** START **
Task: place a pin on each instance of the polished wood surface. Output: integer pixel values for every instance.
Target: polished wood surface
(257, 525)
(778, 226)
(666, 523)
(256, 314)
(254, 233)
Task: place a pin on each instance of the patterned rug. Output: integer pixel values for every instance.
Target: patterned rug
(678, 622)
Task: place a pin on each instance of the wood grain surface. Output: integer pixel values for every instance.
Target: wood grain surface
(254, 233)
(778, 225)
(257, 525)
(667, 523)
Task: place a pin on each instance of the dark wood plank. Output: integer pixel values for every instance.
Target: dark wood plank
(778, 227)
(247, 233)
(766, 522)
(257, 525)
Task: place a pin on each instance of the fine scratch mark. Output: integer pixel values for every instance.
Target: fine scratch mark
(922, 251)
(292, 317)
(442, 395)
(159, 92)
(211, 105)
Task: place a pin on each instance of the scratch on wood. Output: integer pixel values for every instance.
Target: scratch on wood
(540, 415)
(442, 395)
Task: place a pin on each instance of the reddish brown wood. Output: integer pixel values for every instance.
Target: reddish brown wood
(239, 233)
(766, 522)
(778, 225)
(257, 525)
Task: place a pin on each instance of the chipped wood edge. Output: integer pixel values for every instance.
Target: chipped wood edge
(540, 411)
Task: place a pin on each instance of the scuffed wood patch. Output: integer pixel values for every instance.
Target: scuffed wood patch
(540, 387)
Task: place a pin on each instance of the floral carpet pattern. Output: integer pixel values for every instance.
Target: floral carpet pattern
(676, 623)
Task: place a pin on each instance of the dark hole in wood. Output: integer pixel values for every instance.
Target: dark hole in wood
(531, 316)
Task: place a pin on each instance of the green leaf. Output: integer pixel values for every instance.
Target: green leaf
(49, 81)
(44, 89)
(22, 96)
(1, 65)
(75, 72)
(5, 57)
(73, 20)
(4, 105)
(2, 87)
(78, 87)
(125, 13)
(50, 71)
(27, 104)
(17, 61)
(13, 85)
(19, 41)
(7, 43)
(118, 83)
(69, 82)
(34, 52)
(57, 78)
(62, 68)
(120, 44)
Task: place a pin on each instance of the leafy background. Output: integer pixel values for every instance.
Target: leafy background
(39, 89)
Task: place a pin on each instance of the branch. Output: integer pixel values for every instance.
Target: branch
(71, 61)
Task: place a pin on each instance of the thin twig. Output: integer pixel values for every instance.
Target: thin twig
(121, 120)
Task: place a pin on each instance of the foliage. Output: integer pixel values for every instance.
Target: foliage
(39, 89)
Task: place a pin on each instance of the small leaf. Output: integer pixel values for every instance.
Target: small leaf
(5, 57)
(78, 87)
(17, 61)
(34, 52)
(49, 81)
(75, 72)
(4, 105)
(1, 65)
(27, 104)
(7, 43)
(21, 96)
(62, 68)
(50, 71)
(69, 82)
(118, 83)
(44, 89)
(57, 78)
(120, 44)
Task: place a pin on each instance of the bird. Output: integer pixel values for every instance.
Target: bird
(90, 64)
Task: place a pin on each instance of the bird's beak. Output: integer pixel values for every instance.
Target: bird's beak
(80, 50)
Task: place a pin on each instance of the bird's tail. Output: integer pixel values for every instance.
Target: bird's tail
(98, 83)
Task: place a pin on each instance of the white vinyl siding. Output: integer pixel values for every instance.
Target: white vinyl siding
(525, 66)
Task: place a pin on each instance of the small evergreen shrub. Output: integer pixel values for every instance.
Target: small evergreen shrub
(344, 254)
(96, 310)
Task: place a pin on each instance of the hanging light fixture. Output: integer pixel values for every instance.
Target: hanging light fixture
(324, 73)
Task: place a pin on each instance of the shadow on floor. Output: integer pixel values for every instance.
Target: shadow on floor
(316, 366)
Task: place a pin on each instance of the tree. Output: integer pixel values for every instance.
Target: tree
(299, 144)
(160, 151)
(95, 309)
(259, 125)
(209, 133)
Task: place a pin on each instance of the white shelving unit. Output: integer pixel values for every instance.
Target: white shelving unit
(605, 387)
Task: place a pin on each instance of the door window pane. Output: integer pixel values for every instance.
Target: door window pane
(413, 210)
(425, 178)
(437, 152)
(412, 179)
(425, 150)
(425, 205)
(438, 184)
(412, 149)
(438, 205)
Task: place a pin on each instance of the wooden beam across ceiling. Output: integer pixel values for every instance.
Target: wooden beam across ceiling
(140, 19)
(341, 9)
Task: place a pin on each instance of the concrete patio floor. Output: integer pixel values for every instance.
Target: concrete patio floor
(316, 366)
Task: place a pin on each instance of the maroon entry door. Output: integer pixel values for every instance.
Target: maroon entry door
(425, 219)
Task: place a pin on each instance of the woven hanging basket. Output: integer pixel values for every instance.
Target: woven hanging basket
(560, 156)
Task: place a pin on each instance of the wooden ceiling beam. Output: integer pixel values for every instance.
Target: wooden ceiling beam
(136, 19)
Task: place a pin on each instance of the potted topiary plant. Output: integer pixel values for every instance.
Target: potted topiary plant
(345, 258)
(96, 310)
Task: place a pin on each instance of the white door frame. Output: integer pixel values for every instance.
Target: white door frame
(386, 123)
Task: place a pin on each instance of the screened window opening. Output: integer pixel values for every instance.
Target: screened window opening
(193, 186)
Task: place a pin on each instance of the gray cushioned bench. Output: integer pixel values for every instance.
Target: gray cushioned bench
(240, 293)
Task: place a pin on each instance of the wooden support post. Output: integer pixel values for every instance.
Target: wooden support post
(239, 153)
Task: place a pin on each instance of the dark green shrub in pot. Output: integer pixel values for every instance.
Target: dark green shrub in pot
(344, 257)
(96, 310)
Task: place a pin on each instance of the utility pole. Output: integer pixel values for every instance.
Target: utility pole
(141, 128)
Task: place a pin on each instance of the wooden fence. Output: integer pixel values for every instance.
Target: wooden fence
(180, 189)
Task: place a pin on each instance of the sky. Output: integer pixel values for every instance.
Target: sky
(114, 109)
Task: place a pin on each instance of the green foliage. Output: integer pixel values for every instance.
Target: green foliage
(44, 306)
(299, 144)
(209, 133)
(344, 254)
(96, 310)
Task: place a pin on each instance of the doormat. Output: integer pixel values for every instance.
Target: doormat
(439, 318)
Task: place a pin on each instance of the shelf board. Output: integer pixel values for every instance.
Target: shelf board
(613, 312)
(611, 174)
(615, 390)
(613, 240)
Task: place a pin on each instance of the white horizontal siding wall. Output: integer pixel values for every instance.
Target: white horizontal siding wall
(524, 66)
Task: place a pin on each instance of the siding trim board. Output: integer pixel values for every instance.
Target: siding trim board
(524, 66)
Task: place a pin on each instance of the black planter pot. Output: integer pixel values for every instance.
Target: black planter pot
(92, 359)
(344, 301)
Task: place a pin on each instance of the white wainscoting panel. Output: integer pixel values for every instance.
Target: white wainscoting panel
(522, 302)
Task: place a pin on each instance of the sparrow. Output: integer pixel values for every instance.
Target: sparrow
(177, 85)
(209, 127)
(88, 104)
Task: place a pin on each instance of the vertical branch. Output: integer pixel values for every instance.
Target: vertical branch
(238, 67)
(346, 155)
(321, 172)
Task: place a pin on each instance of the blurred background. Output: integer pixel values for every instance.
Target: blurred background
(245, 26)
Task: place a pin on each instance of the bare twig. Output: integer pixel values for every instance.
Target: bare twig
** END **
▸ **TO BE DONE**
Output all of the data again. Match it exactly.

▸ **WRITTEN ANSWER**
Task: place a pin on each instance of the polished wood surface. Output: integer pixel values for every instance.
Target: polished wood surface
(257, 525)
(778, 226)
(666, 523)
(256, 314)
(254, 233)
Task: place a pin on each instance of the patterned rug. Output: integer pixel values for every instance.
Target: patterned rug
(678, 622)
Task: place a pin on each instance of the wood grain surface. Output: integer pixel values for every instance.
Target: wood grain surface
(254, 233)
(778, 225)
(257, 525)
(667, 523)
Task: place a pin on each instance of the dark wood plank. Output: integer pixel values for every instance.
Target: dark wood plank
(778, 227)
(247, 233)
(766, 522)
(257, 525)
Task: place a pin on each instance of the fine scratch mark. Output: integer pixel values for every instance.
Target: fine scratch mark
(922, 251)
(292, 317)
(442, 395)
(159, 92)
(211, 105)
Task: place a pin on each instance of the scratch on wood. Output: integer pixel values for every instance.
Target: scratch on wood
(540, 415)
(442, 395)
Task: place a pin on each instance of the reddish brown wood. Output: integer pixel values for every instance.
Target: reddish brown wood
(239, 233)
(766, 522)
(778, 225)
(257, 525)
Task: place a pin on each instance of the chipped wood edge. Output: integer pixel values for every instance.
Target: chipped wood edge
(540, 411)
Task: place a pin on each instance of the scuffed wood patch. Output: integer pixel values for every instance.
Target: scuffed wood patch
(540, 387)
Task: place a pin on each instance of the floral carpet pattern. Output: integer pixel values for every instance.
Target: floral carpet pattern
(676, 623)
Task: place a pin on each instance of the dark hole in wood. Output: integer pixel values for every instance.
Target: dark hole in wood
(531, 316)
Task: place a pin on each instance of the green leaf. Output: integer pixel values for every instance.
Target: green leaf
(49, 81)
(44, 89)
(22, 96)
(1, 65)
(75, 72)
(5, 57)
(73, 20)
(4, 105)
(2, 87)
(78, 87)
(125, 13)
(50, 71)
(27, 104)
(17, 61)
(13, 85)
(19, 41)
(7, 43)
(118, 83)
(69, 82)
(34, 52)
(57, 78)
(62, 68)
(120, 44)
Task: place a pin on each instance of the leafy background. Output: integer pixel values for every instance.
Target: leafy background
(39, 89)
Task: place a pin on each instance of the branch. Output: integer pixel values for every instance.
Target: branch
(71, 61)
Task: place a pin on each instance of the thin twig. Output: integer pixel values for every instance.
Target: thin twig
(121, 120)
Task: place a pin on each instance of the foliage. Output: integer pixel values for every instance.
Target: foliage
(39, 89)
Task: place a pin on each instance of the small leaf. Output: integer pixel values for every instance.
Target: small leaf
(5, 57)
(78, 87)
(17, 61)
(34, 52)
(49, 81)
(75, 72)
(4, 105)
(1, 65)
(27, 104)
(7, 43)
(21, 96)
(62, 68)
(50, 71)
(69, 82)
(118, 83)
(44, 89)
(57, 78)
(120, 44)
Task: place a pin on each instance of the bird. Output: integer pixel values for every instance.
Target: bird
(90, 64)
Task: place a pin on each instance of the bird's beak. Output: integer pixel values for every instance.
Target: bird's beak
(80, 50)
Task: place a pin on each instance of the bird's tail. Output: integer pixel values for every instance.
Target: bird's tail
(98, 83)
Task: place a pin on each instance of the white vinyl siding. Output: integer pixel values for every instance.
Target: white vinyl siding
(525, 66)
Task: place a pin on each instance of the small evergreen shrub. Output: integer pixel values for every instance.
Target: small evergreen shrub
(344, 254)
(96, 310)
Task: place a pin on each instance of the hanging light fixture. Output: integer pixel values for every instance.
Target: hanging light fixture
(324, 73)
Task: place a pin on each instance of the shadow on floor. Output: integer pixel values for every instance.
Target: shadow on floor
(316, 366)
Task: place a pin on each instance of the tree. Output: integer pixel values for every instance.
Target: tree
(299, 144)
(160, 151)
(95, 309)
(259, 125)
(209, 133)
Task: place a pin on each instance of the white shelving unit. Output: integer pixel values for every instance.
Target: white shelving unit
(605, 387)
Task: place a pin on each instance of the door window pane. Output: integer pixel values for every instance.
Target: door window pane
(413, 210)
(425, 178)
(437, 152)
(412, 179)
(425, 150)
(425, 205)
(438, 184)
(412, 149)
(438, 205)
Task: place a pin on each instance of the wooden beam across ceiling. Output: integer pixel values for every instance.
Target: wooden beam across ceiling
(140, 19)
(341, 9)
Task: place a pin on each instance of the concrete patio floor. Output: integer pixel values for every instance.
Target: concrete patio floor
(316, 366)
Task: place a pin on each instance of the maroon entry door. Output: integer pixel values for every instance.
Target: maroon entry door
(425, 219)
Task: place a pin on each instance of the woven hanging basket. Output: integer pixel values for every instance.
Target: woven hanging basket
(560, 156)
Task: place a pin on each instance of the wooden ceiling beam. Output: integer pixel values for every instance.
Target: wooden ceiling beam
(136, 19)
Task: place a pin on each instance of the potted topiary plant. Output: integer pixel values for every instance.
Target: potted topiary plant
(345, 258)
(96, 310)
Task: place a pin on each instance of the white door frame. Output: integer pixel values for every instance.
Target: white door frame
(386, 123)
Task: place a pin on each instance of the screened window opening. Output: integer pixel values for every instance.
Target: screened window opening
(193, 186)
Task: place a pin on each instance of the gray cushioned bench. Output: integer pixel values for every instance.
Target: gray cushioned bench
(240, 293)
Task: place a pin on each instance of the wooden support post. Output: integer pixel values for every instance.
Target: wooden support post
(239, 153)
Task: place a pin on each instance of the dark green shrub in pot. Output: integer pixel values for every instance.
Target: dark green shrub in pot
(344, 257)
(96, 310)
Task: place a pin on each instance of the utility pole. Output: integer pixel values for every instance.
Target: utility pole
(141, 128)
Task: place a pin on each instance of the wooden fence. Output: integer pixel values for every instance.
Target: wooden fence
(180, 189)
Task: place a pin on each instance of the sky. Output: integer pixel values for every instance.
Target: sky
(114, 109)
Task: place a pin on each instance of the green foliage. Output: integer pixel values for every instance.
Target: green foliage
(44, 306)
(299, 144)
(209, 133)
(344, 254)
(96, 310)
Task: place a pin on each instance of the doormat. Output: integer pixel values for every instance.
Target: doormat
(439, 318)
Task: place a pin on each instance of the shelf board. Output: integer pixel values for every instance.
Target: shelf board
(613, 312)
(611, 174)
(615, 390)
(613, 240)
Task: place a pin on each instance of the white horizontal siding wall. Output: integer pixel values for every instance.
Target: white horizontal siding wall
(524, 66)
Task: place a pin on each instance of the siding trim board. Output: integer pixel values for every instance.
Target: siding trim board
(524, 66)
Task: place a pin on each instance of the black planter pot. Output: integer pixel values for every instance.
Target: black planter pot
(92, 359)
(344, 301)
Task: place a pin on each instance of the white wainscoting panel. Output: integer pixel values for every instance.
Target: white wainscoting panel
(522, 302)
Task: place a pin on each instance of the sparrow. Output: integer pixel values for every instance.
Target: sparrow
(177, 85)
(209, 127)
(88, 104)
Task: place a pin on each instance of the vertical branch. Output: integer pixel values for every instance.
Target: vertical branch
(238, 67)
(346, 155)
(321, 172)
Task: place a pin on each instance of the blurred background. Output: integer pixel values for every instance.
Target: blurred background
(245, 26)
Task: place a pin on each instance of the bare twig. Output: integer pixel values for every instance.
Target: bare twig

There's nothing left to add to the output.